* [Opdracht A] Herhaal woordelijk het deel van de tekst over het waterschap en klimaatverandering vanaf "De klimaatrobuuste inrichting" tot en met "zoek naar antwoorden.".
* [Opdracht B] Hoe gaat de tekst over het waterschap en klimaatverandering verder? Schrijf het volgende stuk, aansluitend op de laatste zin.

* [Te lezen tekst]
Het klimaat verandert, de omgeving verandert. Verandert het waterschap mee?
De klimaatrobuuste inrichting van stad en platteland is een enorme opgave. Die wordt nog vergroot omdat er tegelijkertijd een transitie nodig is in de landbouw en er veel extra woningen moeten worden gerealiseerd. Waterbeheerders omarmen bij deze opgave het concept ‘water als ordenend principe’. Maar hoe geef je dat concreet vorm? Onder leiding van Roel Bronda van Hoogheemraadschap de Stichtse Rijnlanden, tevens voorzitter van de STOWA commissie Waterlast, gingen de deelnemers in deze sessie op zoek naar antwoorden.

* [Rijen]
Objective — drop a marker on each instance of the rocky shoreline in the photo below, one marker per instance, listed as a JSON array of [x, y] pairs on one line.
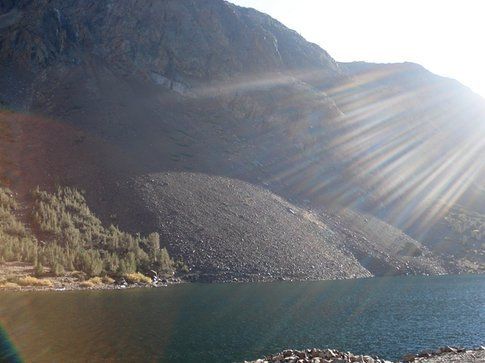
[[314, 355]]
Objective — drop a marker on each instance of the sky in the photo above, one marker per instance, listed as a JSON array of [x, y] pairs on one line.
[[447, 37]]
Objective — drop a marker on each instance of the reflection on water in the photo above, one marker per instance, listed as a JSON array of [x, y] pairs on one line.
[[232, 322], [7, 350]]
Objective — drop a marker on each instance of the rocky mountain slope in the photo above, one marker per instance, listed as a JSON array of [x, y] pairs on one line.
[[252, 151]]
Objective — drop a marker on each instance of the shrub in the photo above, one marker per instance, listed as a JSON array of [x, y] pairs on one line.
[[95, 280], [86, 284], [108, 280], [33, 281], [38, 269], [9, 286], [73, 238], [137, 278]]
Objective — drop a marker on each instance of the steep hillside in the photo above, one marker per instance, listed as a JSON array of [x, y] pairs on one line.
[[203, 95]]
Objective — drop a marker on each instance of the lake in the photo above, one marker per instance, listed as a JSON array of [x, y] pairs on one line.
[[232, 322]]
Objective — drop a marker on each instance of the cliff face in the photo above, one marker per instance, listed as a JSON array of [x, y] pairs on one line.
[[119, 90]]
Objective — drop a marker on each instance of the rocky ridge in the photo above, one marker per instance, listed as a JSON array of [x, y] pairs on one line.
[[212, 96], [445, 354]]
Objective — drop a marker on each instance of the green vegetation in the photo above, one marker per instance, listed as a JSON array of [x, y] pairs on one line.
[[64, 235]]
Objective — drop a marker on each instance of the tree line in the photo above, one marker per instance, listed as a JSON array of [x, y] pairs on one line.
[[63, 234]]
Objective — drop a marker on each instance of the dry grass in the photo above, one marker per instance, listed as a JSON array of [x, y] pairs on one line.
[[137, 278], [95, 280], [108, 280], [86, 284], [34, 281]]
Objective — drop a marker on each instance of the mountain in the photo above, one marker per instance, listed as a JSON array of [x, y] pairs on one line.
[[251, 151]]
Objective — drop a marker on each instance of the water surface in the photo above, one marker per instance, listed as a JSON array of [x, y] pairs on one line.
[[233, 322]]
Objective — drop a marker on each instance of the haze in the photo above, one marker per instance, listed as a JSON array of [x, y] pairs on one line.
[[444, 36]]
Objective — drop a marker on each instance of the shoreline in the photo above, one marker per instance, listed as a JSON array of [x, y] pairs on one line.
[[441, 355], [68, 283]]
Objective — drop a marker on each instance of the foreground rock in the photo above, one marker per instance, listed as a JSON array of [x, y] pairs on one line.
[[445, 354]]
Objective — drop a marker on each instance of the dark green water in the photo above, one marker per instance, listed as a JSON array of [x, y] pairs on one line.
[[232, 322]]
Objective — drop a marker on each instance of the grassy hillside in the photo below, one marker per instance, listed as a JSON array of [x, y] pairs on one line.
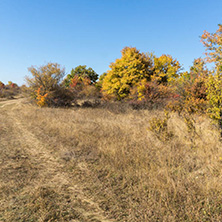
[[94, 164]]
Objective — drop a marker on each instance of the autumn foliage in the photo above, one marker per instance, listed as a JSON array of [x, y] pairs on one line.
[[138, 78]]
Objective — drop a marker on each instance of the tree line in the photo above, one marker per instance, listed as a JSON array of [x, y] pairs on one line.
[[139, 79]]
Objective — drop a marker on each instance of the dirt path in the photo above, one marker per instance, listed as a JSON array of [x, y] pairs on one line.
[[62, 195]]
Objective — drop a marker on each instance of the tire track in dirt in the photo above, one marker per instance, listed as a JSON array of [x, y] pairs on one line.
[[52, 173]]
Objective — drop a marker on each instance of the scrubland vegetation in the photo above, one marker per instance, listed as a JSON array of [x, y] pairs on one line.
[[142, 143]]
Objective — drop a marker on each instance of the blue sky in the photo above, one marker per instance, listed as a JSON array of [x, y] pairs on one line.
[[93, 32]]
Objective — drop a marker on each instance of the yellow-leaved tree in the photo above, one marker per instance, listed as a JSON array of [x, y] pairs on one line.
[[126, 72], [166, 69]]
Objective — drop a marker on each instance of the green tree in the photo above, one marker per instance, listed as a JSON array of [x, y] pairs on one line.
[[82, 72], [126, 72]]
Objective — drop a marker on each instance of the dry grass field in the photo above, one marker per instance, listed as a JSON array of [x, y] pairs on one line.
[[105, 164]]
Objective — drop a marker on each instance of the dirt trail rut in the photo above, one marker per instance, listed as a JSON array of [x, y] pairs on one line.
[[50, 167]]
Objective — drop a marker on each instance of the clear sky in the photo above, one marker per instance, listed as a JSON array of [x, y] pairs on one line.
[[93, 32]]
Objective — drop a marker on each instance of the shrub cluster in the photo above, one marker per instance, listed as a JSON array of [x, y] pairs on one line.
[[9, 90], [140, 79]]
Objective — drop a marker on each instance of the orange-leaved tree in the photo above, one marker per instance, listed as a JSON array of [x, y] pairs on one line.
[[44, 86], [213, 44]]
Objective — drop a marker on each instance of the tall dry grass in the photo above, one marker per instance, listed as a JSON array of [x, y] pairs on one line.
[[127, 169]]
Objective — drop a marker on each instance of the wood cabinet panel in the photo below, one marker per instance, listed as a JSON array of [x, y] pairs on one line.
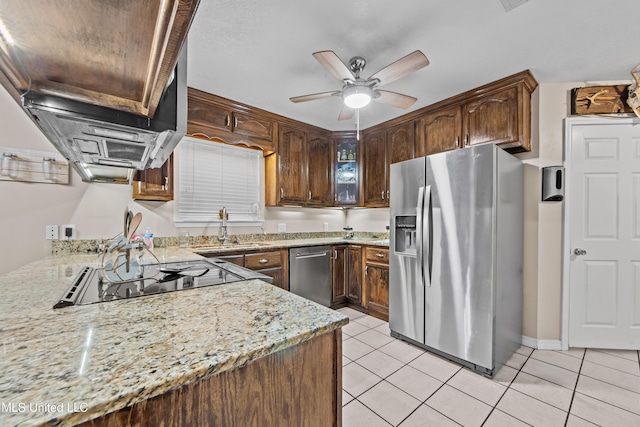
[[262, 260], [278, 277], [253, 126], [439, 131], [376, 254], [227, 121], [492, 119], [338, 275], [347, 179], [319, 169], [154, 184], [400, 142], [205, 113], [292, 165], [377, 289], [354, 270], [375, 168]]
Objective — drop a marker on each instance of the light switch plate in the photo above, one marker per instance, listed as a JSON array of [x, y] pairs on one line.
[[68, 232], [52, 232]]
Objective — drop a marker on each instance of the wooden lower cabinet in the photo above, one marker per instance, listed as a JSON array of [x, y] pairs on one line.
[[354, 275], [273, 263], [297, 386], [339, 276], [376, 281], [376, 284], [360, 279]]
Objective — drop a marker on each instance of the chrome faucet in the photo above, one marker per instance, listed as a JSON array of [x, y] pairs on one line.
[[222, 234]]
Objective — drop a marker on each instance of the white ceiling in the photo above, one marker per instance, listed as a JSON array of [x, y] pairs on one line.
[[259, 52]]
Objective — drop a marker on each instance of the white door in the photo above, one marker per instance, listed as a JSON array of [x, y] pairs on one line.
[[604, 235]]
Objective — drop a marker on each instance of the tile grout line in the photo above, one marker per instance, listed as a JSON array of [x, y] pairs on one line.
[[575, 387], [507, 389]]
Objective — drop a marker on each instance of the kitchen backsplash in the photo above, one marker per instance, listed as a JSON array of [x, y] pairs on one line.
[[63, 247]]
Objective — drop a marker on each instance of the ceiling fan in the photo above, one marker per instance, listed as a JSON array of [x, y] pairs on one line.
[[357, 92]]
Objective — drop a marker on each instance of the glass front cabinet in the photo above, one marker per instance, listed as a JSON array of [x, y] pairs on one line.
[[346, 170]]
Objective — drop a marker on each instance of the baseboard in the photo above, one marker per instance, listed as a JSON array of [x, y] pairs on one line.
[[541, 344]]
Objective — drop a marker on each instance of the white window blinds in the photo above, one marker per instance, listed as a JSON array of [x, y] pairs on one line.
[[212, 176]]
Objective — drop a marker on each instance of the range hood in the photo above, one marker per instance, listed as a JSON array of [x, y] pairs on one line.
[[109, 145]]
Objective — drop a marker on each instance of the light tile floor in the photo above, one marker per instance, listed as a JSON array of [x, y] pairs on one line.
[[389, 382]]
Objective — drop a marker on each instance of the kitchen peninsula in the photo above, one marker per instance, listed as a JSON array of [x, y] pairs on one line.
[[233, 354]]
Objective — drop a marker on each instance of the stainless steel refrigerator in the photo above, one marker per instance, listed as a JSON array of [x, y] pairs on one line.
[[455, 285]]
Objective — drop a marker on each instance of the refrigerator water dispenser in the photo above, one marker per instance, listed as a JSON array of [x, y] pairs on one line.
[[405, 235]]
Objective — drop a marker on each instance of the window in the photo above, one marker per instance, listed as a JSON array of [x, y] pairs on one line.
[[213, 176]]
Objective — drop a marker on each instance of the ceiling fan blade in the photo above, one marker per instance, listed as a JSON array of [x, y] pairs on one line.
[[395, 99], [313, 96], [329, 60], [403, 66], [346, 113]]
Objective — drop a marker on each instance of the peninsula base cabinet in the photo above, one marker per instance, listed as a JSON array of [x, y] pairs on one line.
[[297, 386]]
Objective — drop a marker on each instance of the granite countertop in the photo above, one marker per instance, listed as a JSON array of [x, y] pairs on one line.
[[66, 366], [206, 249]]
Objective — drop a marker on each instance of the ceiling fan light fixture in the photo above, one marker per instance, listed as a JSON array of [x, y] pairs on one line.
[[357, 96]]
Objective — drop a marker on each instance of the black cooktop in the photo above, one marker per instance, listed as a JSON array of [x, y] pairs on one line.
[[91, 286]]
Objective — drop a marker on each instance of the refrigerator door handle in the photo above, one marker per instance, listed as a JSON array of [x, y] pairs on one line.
[[425, 237], [419, 216]]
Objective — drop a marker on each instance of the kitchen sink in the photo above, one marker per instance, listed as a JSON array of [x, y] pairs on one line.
[[210, 248]]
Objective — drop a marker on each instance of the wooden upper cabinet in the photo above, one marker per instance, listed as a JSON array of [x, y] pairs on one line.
[[252, 125], [375, 168], [154, 184], [400, 142], [299, 172], [439, 131], [492, 119], [319, 169], [347, 179], [86, 51], [382, 147], [218, 118], [292, 165]]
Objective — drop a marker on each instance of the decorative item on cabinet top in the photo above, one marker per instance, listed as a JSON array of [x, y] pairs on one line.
[[20, 164]]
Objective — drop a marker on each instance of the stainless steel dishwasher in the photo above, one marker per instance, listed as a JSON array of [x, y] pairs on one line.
[[309, 273]]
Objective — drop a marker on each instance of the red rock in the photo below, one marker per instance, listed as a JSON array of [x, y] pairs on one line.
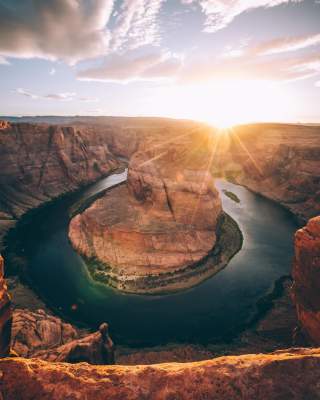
[[279, 161], [36, 331], [5, 314], [41, 162], [290, 374], [161, 222], [306, 275]]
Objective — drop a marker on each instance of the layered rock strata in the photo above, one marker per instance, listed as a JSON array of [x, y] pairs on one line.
[[36, 331], [149, 232], [5, 314], [291, 374], [41, 162], [281, 162], [306, 275]]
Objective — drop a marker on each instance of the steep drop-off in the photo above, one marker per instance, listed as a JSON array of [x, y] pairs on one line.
[[292, 374], [41, 162], [281, 162], [149, 233], [306, 275], [5, 314]]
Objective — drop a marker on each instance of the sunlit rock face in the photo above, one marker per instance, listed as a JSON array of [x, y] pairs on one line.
[[164, 219], [36, 331], [291, 374], [41, 162], [306, 275], [5, 314], [282, 162]]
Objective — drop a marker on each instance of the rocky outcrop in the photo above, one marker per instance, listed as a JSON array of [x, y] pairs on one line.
[[41, 162], [5, 314], [291, 374], [281, 162], [306, 275], [163, 221], [38, 334], [36, 331]]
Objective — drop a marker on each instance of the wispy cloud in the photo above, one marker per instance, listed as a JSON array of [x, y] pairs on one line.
[[70, 30], [75, 30], [287, 44], [136, 24], [3, 61], [88, 99], [67, 96], [220, 13], [253, 68], [132, 66]]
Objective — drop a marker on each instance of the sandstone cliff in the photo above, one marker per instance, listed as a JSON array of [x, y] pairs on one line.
[[36, 331], [163, 221], [306, 275], [5, 314], [41, 162], [291, 374], [281, 162]]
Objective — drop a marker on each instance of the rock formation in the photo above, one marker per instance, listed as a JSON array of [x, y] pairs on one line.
[[163, 221], [291, 374], [306, 275], [41, 162], [281, 162], [96, 348], [5, 314], [36, 331]]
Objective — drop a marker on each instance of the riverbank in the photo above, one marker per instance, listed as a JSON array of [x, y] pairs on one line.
[[229, 242]]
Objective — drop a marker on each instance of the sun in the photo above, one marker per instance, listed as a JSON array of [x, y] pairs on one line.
[[226, 103]]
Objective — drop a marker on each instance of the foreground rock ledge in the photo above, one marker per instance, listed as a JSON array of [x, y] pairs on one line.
[[291, 374]]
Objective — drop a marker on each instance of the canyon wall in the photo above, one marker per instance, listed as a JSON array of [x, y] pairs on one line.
[[281, 162], [41, 162], [5, 314], [163, 220], [306, 275], [291, 374]]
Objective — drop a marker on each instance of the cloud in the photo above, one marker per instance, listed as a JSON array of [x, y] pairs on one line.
[[88, 99], [3, 61], [136, 24], [67, 96], [253, 68], [132, 66], [70, 30], [272, 47], [220, 13], [75, 30], [283, 45]]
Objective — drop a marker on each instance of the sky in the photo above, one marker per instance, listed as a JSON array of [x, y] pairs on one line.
[[219, 61]]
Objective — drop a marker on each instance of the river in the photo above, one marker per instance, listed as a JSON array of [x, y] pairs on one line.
[[215, 310]]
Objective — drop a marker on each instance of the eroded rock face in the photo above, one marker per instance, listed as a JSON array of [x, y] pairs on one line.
[[306, 275], [162, 221], [41, 162], [5, 314], [291, 374], [36, 331], [282, 162]]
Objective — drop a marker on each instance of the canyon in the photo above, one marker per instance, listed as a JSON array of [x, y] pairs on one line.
[[150, 234], [40, 162], [279, 161]]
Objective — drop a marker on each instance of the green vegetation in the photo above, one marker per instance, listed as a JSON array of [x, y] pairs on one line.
[[229, 242], [231, 195]]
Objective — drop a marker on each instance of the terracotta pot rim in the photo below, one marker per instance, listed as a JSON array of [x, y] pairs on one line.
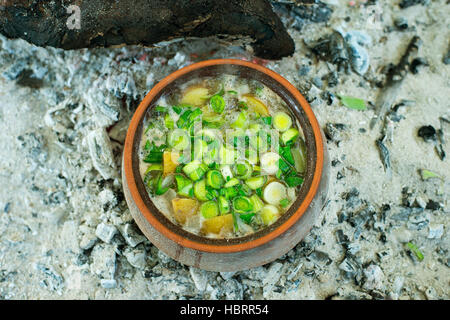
[[210, 247]]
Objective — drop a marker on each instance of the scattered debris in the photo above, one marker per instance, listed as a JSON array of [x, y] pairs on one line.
[[415, 250], [427, 174], [427, 133], [395, 77], [105, 232], [353, 103]]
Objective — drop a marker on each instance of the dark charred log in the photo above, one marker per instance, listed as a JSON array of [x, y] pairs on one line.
[[106, 23]]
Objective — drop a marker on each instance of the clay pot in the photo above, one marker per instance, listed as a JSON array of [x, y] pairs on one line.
[[240, 253]]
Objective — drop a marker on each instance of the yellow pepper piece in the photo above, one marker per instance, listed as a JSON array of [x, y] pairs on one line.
[[184, 208], [256, 105], [219, 224], [170, 162]]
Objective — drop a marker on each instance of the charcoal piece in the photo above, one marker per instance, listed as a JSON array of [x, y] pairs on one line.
[[104, 23]]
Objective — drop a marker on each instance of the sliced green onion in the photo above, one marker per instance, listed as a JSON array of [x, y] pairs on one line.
[[160, 109], [256, 182], [274, 192], [183, 121], [282, 121], [200, 190], [231, 183], [160, 189], [194, 115], [154, 167], [227, 155], [286, 153], [191, 167], [168, 121], [179, 139], [217, 103], [294, 181], [267, 120], [299, 156], [242, 204], [289, 136], [214, 179], [209, 209], [284, 203], [269, 162], [226, 172], [184, 186], [257, 203], [229, 193], [177, 109], [283, 166], [224, 206], [243, 170], [241, 121], [269, 214], [154, 157], [199, 172], [247, 218]]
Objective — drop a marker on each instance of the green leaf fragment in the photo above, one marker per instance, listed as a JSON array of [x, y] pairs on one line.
[[427, 174]]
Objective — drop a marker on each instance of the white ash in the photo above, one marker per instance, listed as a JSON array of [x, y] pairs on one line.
[[105, 232], [61, 154]]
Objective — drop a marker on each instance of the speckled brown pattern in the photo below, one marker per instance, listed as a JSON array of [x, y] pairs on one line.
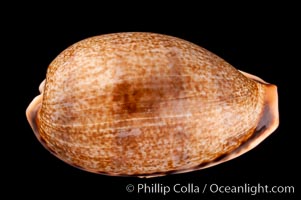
[[148, 104]]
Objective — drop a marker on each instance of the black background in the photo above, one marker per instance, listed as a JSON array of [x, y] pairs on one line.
[[263, 46]]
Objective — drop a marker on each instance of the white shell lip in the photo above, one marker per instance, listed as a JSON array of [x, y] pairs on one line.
[[33, 108]]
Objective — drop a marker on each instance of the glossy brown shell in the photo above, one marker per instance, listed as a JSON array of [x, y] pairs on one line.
[[148, 104]]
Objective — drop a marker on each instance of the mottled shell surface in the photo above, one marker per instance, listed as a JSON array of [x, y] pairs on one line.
[[147, 104]]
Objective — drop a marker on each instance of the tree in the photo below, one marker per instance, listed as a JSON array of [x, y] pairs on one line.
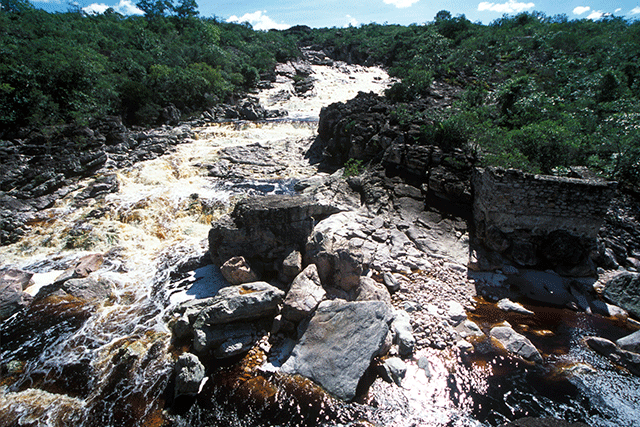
[[187, 9], [153, 9]]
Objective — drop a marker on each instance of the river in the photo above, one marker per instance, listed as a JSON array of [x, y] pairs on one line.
[[65, 365]]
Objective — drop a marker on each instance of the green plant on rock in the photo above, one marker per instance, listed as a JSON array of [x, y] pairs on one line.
[[353, 167]]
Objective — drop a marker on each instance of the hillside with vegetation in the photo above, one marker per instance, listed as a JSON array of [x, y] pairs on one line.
[[533, 92]]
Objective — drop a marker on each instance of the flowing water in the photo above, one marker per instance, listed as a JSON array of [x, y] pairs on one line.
[[66, 364]]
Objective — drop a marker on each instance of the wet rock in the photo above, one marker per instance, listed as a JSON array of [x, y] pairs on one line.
[[630, 342], [305, 294], [13, 282], [516, 343], [542, 422], [403, 332], [339, 344], [223, 341], [391, 282], [83, 268], [624, 358], [189, 374], [292, 265], [88, 289], [264, 230], [394, 370], [623, 290], [249, 301], [506, 304], [237, 271]]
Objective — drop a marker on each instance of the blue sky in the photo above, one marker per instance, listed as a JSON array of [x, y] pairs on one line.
[[282, 14]]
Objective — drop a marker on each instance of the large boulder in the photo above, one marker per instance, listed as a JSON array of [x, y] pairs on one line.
[[334, 247], [305, 294], [630, 342], [13, 282], [237, 271], [189, 374], [516, 343], [624, 291], [265, 229], [339, 344], [242, 302]]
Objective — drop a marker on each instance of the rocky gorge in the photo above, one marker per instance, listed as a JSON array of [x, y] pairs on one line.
[[344, 280]]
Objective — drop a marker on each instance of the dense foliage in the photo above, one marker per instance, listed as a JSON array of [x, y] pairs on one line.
[[69, 67], [535, 92]]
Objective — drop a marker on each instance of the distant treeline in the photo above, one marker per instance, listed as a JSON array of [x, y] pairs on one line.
[[538, 93]]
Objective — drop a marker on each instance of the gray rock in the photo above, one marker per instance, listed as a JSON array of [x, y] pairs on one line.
[[370, 290], [237, 271], [403, 331], [339, 344], [391, 282], [339, 263], [394, 370], [630, 342], [241, 302], [305, 294], [224, 340], [624, 291], [292, 265], [506, 304], [516, 343], [88, 289], [264, 229], [624, 358], [13, 282], [189, 374], [456, 312]]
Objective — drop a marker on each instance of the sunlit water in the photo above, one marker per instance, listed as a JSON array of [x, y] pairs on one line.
[[65, 365]]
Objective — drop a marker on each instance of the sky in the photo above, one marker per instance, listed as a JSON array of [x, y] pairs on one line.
[[282, 14]]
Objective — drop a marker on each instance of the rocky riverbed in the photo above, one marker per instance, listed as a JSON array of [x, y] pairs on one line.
[[116, 312]]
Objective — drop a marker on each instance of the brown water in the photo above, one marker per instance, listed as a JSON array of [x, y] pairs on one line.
[[67, 364]]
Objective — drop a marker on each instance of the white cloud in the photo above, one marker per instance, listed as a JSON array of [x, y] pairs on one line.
[[596, 14], [581, 9], [351, 21], [125, 7], [258, 20], [401, 4], [510, 6]]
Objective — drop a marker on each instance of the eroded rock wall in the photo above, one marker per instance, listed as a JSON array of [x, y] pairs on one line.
[[540, 221]]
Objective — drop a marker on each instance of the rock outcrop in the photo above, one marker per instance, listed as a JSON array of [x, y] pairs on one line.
[[623, 290], [339, 344], [13, 282], [516, 343]]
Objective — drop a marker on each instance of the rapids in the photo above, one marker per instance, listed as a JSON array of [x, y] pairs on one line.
[[64, 365]]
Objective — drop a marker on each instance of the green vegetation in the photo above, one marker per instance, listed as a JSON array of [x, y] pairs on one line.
[[70, 67], [352, 167], [534, 92]]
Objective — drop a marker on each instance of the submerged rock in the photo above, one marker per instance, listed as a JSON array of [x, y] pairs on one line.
[[339, 344], [13, 282], [242, 302], [237, 271], [624, 291], [516, 343], [189, 374]]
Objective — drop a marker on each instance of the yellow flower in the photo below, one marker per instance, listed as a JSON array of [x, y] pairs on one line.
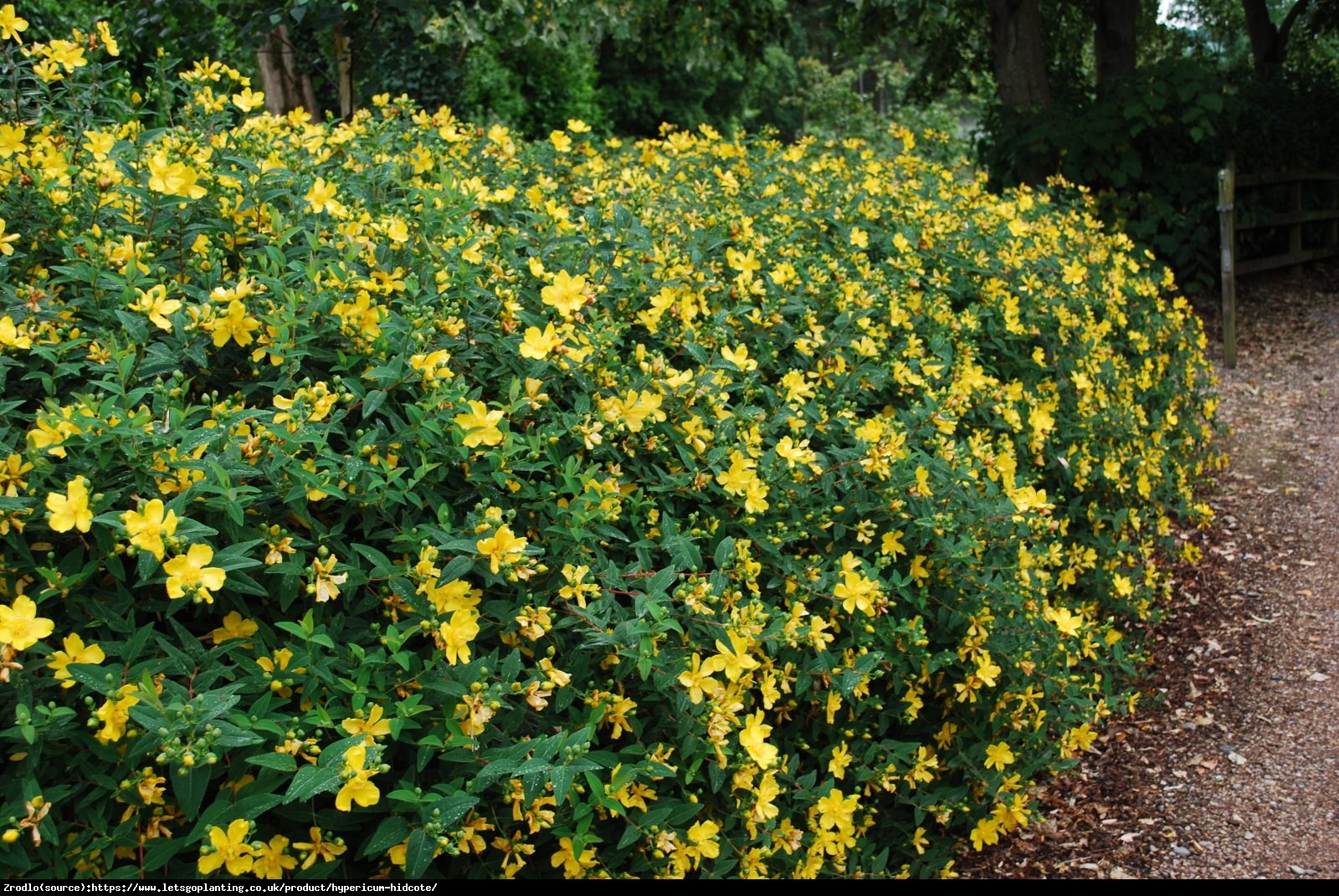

* [Antwoord A]
De klimaatrobuuste inrichting van stad en platteland is een enorme opgave. Die wordt nog vergroot omdat er tegelijkertijd een transitie nodig is in de landbouw en er veel extra woningen moeten worden gerealiseerd. Waterbeheerders omarmen bij deze opgave het concept ‘water als ordenend principe’. Maar hoe geef je dat concreet vorm? Onder leiding van Roel Bronda van Hoogheemraadschap de Stichtse Rijnlanden, tevens voorzitter van de STOWA commissie Waterlast, gingen de deelnemers in deze sessie op zoek naar antwoorden.

* [Antwoord B]
Bert Palsma (Programmamanager Waterketen) en Michelle Talsma (Programmamanager Watersystemen) gaven in deze sessie eerst gezamenlijk een toelichting op hun werk. Juist om te benadrukken dat het waterbeheer steeds integraler wordt en de onderzoeksprogramma’s van STOWA in- en extern om steeds meer samenwerking en verschillende disciplines vragen. Daarna lichtte Robert de Lenne van Waterschap Vechtstromen aan de hand van de praatplaat klimaatbestendig beeldallandschap toe wat de uitdagingen zijn in hoog Nederland en wat er gebeurt om meer klimaatbestendig te worden. Zo worden agrariërs gestimuleerd beter water vast te houden. Enkele aanwezigen vroegen zich na zijn toelichting af: is het niet hoog tijd om het motto ‘peil volgt functie’ te verruilen voor ‘functie volgt peil’? Wellicht, maar waterschappen zijn niet in de positie om de keuzes voor functieverandering te maken, wel om kennis te leveren die bijdraagt aan een klimaatrobuuste inrichting van de hogere zangronden.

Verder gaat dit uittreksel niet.